[Source start]

For the past couple of years we have seen an increase in the fondness of natural hair. It’s been a tough battle for natural hair lovers as they face the temptation of fake hair. Let me not call it ‘fake hair’ as a fancy, less derogatory name has been created for it. Urban girls and ladies call it ‘the weave’. Don’t get me wrong weave is great and brings out your outer beauty, it works for many of us. Reality is though, your hair needs to rest, imagine being stuck in a stuffy room for months? Not cool hey. Just as so, our hair needs fresh air. Different artists and hair technologists have seen this niche.

The natural hair trend has increased as from 2008 till present. In 2008, the Afro was making waves, allowing for African sisters to resist the weave since the afro was a less expensive alternative. Dreadlocks as well became a big hooha, young girls were moving towards this trend as it was then not seen as ‘i-hairstyle yo-auntie.’ Although with many attachments to the dreadlock hairstyle, it has made phenomenal changes to the fashion industry as celebrities such as Samkelo Ndlovu have been rocking it.

Famous for its status, weave has been proven to damage natural hair. Whether the weave is Brazilian, Indian, or Hong Kong, a weak hairline plus fake hair will result in a non-existent hairline *smh*. Weave does not care who you are or how much you earn. You could be the girl next-door, Naomi Campbell or Khanyi Mbau. Give that weave a chance to destroy you and you will be destroyed.

[Source end]
[Excerpted data start]

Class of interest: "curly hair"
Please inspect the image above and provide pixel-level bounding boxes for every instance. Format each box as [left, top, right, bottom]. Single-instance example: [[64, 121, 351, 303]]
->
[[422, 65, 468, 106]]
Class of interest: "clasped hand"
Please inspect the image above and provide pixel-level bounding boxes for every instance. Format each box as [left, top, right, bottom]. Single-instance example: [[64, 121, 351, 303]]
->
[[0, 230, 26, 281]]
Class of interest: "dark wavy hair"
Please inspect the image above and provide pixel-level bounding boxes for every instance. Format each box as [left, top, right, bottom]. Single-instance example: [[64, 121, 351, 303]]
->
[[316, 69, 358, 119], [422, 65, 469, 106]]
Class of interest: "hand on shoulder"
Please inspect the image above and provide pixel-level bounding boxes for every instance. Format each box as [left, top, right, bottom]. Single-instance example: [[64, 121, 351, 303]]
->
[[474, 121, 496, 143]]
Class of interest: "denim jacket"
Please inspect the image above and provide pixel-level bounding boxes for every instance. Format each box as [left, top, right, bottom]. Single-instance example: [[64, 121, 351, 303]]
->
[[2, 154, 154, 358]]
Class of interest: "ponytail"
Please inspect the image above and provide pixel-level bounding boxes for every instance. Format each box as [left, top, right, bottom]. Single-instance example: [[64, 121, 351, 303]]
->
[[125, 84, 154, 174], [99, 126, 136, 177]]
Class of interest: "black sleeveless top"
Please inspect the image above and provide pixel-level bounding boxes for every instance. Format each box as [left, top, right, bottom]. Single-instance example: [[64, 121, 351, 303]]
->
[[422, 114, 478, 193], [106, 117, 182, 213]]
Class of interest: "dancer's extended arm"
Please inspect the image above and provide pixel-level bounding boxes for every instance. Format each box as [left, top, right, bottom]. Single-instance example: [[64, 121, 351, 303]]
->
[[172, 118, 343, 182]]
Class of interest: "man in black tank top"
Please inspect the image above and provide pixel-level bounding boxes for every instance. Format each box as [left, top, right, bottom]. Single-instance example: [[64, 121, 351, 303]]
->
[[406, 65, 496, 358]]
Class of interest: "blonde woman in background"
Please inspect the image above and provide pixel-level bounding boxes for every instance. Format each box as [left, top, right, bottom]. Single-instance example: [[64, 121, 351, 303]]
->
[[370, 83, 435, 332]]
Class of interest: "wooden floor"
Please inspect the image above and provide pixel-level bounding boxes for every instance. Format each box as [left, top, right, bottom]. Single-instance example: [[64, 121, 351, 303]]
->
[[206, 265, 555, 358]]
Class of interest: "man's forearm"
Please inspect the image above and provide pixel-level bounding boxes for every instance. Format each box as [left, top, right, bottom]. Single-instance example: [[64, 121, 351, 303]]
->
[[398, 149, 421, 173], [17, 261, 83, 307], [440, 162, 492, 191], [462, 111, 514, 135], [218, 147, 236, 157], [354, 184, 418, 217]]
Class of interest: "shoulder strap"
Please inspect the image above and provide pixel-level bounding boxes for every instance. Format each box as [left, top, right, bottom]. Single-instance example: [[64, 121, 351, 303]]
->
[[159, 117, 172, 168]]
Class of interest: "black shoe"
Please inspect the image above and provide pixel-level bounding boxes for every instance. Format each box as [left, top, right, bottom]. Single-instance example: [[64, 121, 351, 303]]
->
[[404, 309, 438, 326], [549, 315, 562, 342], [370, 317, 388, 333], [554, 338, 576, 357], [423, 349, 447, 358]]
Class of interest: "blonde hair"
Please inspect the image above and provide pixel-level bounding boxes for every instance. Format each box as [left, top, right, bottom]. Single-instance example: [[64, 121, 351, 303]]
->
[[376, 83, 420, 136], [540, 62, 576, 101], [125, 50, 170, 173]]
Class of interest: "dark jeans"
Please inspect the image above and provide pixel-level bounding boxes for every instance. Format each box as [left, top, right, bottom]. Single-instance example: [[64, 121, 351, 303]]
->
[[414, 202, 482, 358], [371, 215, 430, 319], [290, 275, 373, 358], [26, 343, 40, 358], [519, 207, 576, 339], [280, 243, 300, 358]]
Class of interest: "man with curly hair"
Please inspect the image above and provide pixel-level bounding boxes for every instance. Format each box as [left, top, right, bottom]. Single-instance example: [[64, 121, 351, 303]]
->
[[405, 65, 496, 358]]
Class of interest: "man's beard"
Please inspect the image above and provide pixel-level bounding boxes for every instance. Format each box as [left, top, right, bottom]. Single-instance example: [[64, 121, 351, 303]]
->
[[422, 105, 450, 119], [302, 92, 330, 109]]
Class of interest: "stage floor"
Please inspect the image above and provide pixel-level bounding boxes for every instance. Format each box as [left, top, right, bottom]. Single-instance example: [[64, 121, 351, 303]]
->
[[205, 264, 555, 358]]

[Excerpted data end]

▶ The tasks
a) Name every person the piece on natural hair mentions by name.
b) Write the next paragraph of the piece on natural hair, picking up after its final sentence.
The labeling items play no part in this work.

▶ Responses to the exercise
a) Samkelo Ndlovu, Naomi Campbell, Khanyi Mbau

b)
Part of the many reasons as to why natural hair is trending is that people are starting to release that these weaves we pay R500 – R 5000 for, aren’t the long term asset they claim to be. We have been introduced to better long term beneficial alternatives. In 2010 we saw the rise of ‘the Mohawk.’ Though it did not work for all of us *smh* it was sexy funk and hippy adding to the whole swagger culture. New to our KZN territory is the ‘dry curl’ and ‘dry perm’ hair-do. These have been trending in Johannesburg for over a year now, worn by the likes of Noni Gasa and Azania Ndoro.

Let us take pride in our natural hair and take care of our hairlines. We do not want our hairline to look like Naomi Campbell at the age of 26. Think long term.